[DIRECTIONS FOR THIS TASK]
Reproduce the listing below line for line, keeping every character unchanged.

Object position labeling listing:
====================
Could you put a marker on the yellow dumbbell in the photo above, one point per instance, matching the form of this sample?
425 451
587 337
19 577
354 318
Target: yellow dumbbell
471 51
====================
[EXPECTED ANSWER]
Could you put a marker on the yellow dumbbell in the photo above, one point per instance, matching the form of this sample?
425 451
587 337
19 577
354 318
Target: yellow dumbbell
471 51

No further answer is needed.